- **Task goal**
Count the lines below that contain the string "netball", and reply with the number alone.
══ Provided entries
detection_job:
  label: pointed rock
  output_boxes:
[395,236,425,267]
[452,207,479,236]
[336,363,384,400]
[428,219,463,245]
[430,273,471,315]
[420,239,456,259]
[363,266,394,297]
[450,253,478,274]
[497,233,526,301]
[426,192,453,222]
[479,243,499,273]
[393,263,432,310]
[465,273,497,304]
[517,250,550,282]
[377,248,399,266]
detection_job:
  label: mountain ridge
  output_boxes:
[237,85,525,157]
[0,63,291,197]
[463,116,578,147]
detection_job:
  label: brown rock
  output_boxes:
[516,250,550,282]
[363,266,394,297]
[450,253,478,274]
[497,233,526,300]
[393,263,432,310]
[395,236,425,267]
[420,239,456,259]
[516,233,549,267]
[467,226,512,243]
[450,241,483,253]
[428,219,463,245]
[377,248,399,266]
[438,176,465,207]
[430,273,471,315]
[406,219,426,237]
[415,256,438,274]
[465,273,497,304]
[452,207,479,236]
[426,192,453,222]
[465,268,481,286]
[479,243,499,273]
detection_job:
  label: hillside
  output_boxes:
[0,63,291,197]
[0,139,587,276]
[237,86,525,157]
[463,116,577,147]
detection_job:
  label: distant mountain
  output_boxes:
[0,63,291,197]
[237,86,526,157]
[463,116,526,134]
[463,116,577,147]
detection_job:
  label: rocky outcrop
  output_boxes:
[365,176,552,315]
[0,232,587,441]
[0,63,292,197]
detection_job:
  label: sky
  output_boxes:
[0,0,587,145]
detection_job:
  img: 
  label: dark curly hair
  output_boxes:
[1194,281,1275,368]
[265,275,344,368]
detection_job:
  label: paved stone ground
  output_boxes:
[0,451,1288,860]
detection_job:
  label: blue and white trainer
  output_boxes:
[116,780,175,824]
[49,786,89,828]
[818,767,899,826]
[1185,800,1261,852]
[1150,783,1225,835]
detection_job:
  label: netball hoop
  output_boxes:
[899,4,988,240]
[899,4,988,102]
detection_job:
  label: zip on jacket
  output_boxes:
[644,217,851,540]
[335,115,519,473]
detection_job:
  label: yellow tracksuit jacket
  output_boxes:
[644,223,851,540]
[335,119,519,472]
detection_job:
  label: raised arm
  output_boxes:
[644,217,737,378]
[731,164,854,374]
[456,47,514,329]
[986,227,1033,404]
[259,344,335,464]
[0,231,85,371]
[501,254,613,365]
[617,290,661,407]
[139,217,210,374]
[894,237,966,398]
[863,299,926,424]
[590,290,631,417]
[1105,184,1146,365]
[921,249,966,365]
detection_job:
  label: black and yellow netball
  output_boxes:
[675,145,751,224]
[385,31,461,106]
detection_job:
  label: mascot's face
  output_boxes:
════
- **Exercise answer**
2